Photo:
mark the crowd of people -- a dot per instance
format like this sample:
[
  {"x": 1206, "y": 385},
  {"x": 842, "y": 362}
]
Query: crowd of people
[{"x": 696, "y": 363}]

* * *

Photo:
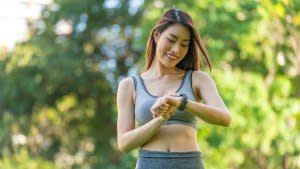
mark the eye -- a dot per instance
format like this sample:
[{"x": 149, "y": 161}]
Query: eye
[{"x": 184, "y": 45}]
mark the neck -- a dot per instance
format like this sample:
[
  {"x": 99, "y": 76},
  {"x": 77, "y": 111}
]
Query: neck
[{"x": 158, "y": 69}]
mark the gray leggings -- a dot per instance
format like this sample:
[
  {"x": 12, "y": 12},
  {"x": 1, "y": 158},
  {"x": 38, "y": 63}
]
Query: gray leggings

* * *

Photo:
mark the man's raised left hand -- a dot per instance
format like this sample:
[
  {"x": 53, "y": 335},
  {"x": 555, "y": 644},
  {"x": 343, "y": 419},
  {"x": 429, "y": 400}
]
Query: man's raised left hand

◆ Aim ◆
Please set down verbatim every line from the one containing "mark the neck -- a dot per instance" through the one containing "Query: gray leggings", including both of those lines.

◆ Answer in full ◆
mark the neck -- a dot per instance
format like this sample:
[
  {"x": 99, "y": 76},
  {"x": 77, "y": 111}
]
Query: neck
[{"x": 158, "y": 69}]
mark the gray leggings -- a dot per instance
format like this sample:
[
  {"x": 12, "y": 12},
  {"x": 1, "y": 158},
  {"x": 38, "y": 63}
]
Query: gray leggings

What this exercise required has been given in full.